The problem -
Please restate the listing that follows without changing anything.

Given records -

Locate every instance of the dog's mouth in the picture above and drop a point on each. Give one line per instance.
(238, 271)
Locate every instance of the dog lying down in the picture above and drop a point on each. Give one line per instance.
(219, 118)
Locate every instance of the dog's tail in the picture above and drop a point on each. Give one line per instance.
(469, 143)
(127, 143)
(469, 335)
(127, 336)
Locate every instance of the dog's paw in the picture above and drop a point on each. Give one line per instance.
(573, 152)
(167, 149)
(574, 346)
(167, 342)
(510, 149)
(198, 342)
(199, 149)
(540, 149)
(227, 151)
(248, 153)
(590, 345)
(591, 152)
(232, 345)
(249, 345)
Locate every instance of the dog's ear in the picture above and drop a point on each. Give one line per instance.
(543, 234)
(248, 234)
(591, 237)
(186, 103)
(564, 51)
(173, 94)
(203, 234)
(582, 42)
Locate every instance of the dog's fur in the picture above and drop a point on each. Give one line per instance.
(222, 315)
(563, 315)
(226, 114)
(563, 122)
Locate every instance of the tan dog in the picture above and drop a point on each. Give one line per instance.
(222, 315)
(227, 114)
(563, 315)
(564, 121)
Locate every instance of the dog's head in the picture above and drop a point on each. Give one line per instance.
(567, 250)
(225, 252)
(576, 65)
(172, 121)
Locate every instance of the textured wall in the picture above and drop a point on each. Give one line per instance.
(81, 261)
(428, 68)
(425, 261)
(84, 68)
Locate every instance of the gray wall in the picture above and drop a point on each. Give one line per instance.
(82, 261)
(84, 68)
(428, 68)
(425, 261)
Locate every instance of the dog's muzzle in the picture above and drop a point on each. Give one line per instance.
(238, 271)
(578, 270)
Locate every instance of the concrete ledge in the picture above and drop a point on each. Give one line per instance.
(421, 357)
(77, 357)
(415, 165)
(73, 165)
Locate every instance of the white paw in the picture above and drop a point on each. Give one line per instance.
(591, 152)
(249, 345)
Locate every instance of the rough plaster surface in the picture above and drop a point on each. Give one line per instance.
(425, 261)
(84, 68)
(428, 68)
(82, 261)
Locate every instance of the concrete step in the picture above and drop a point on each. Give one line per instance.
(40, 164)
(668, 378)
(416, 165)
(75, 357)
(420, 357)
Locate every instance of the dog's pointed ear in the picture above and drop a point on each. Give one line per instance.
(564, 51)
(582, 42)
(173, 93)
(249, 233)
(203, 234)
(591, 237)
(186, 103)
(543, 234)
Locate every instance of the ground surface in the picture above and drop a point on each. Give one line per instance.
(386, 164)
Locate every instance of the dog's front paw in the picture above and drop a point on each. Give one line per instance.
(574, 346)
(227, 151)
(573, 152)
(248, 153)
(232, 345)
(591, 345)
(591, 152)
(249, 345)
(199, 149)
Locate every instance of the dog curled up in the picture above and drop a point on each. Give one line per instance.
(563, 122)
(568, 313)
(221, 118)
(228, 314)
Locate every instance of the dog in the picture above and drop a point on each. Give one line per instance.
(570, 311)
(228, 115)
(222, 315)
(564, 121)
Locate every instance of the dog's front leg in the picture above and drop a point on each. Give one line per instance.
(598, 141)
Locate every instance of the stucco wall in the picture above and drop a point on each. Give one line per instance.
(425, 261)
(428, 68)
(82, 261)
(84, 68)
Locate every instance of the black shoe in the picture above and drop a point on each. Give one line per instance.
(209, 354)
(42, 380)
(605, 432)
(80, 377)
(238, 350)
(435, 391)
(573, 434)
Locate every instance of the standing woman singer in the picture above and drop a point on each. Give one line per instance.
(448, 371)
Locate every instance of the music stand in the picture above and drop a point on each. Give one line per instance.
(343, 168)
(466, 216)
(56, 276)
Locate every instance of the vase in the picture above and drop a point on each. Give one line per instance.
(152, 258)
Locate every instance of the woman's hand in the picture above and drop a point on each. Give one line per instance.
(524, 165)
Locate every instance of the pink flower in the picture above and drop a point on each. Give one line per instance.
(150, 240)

Solution to this problem -
Locate every instance of the dog's mouth in the picture above and drop a point on each. Give one line per instance.
(238, 271)
Locate every instance of the dog lying down in the picture above and drop a point on each. Give one line per instance.
(219, 118)
Locate every instance of the dog's tail in the picture above and drop a point on each. Give one line per instance.
(469, 143)
(127, 143)
(469, 335)
(127, 336)
Locate every instance of the dog's paw in the picture above and drop a point on each. Give one line per instance.
(573, 152)
(167, 149)
(574, 346)
(167, 342)
(510, 149)
(198, 342)
(199, 149)
(540, 149)
(227, 151)
(248, 153)
(590, 345)
(591, 152)
(232, 345)
(249, 345)
Locate every instance of the dog's ear in the picture above and drop a point on each. Give one line per instance.
(543, 234)
(248, 234)
(591, 237)
(186, 103)
(564, 51)
(173, 94)
(203, 234)
(582, 42)
Locate every instance of the dog's fur in the picture above and drop a point on each. Give one line per instance.
(222, 315)
(563, 315)
(226, 114)
(563, 122)
Locate every instance of the tan dog in the picture above and drop a point on each. Give one line per instance.
(222, 315)
(227, 114)
(563, 315)
(564, 121)
Locate every instance of the dog's head in the picture above and drop a point on each. Give one line per instance.
(567, 250)
(225, 252)
(576, 65)
(172, 121)
Locate every instance of the textured wall in the picture above and drop a point on each. Give one line per instance.
(81, 261)
(428, 68)
(425, 261)
(84, 68)
Locate every instance of the gray wall in the picture above and drop a point on each. Give one line per instance.
(82, 261)
(84, 68)
(428, 68)
(425, 261)
Locate every instance of the dog's muzzle in the picture above and drop a point on each. Give one line per instance.
(238, 271)
(578, 270)
Locate every instance of the concrete ledge in the picture above and drop a point on each. Give one line per instance.
(421, 357)
(77, 357)
(415, 165)
(73, 165)
Locate every instance of the white paw in the picture above and drop a point on each. Give one line per instance.
(591, 152)
(249, 345)
Locate every instance of the rough plaster surface in the picture above and drop a point on each. Give one line per instance.
(425, 261)
(84, 68)
(428, 68)
(82, 261)
Locate every instance of the concrete step in the picture above and drop a point on each. Give one line per instance.
(40, 164)
(668, 378)
(416, 165)
(75, 357)
(420, 357)
Locate every instance of the dog's pointed ear in the picture above and drop a point on each. Give one line per instance.
(564, 51)
(582, 42)
(173, 93)
(249, 233)
(203, 234)
(591, 237)
(186, 103)
(543, 234)
Locate every instance of the ground surface in the picture above and drop a point on each. Give one line per instance.
(386, 164)
Locate every instance of the dog's front paw in the picture above and drop a point on each. Give one line per instance.
(574, 346)
(227, 151)
(573, 152)
(248, 153)
(232, 345)
(591, 345)
(591, 152)
(249, 345)
(199, 149)
Locate every instance of the dog curled up in the picture above and drop a point on each. Give one line per instance.
(563, 122)
(568, 313)
(221, 118)
(228, 314)
Locate every instance of the dog in the picture above and drop a point on each. Give one line per instance.
(570, 311)
(228, 115)
(222, 315)
(564, 121)
Locate every instance of the dog's front leg in the picture above and drop a point on each. Give one line per instance.
(598, 141)
Locate every instance of the stucco wall in the picture above and drop a point on each. Give one line per instance.
(425, 261)
(428, 68)
(82, 261)
(84, 68)
Locate every instance of the black shoe in the picture above and drop a point on each. Give one line per instance.
(209, 354)
(42, 380)
(605, 432)
(80, 377)
(238, 350)
(435, 391)
(573, 434)
Locate every instance of the standing woman singer in the picture above and drop a point on each. Give one line per instance.
(448, 371)
Locate every instance of the music stand in the picture above and drop a point on each. Give one line per instance.
(343, 168)
(466, 216)
(56, 276)
Locate every instance of the vase in the picture above and drop a point on each. Give one line per instance.
(152, 258)
Locate every instance of the woman's hand in the picture above and drop a point on each. Give one line per instance.
(524, 165)
Locate every instance of the pink flower in the picture above and drop a point on each. Give one line per instance.
(150, 240)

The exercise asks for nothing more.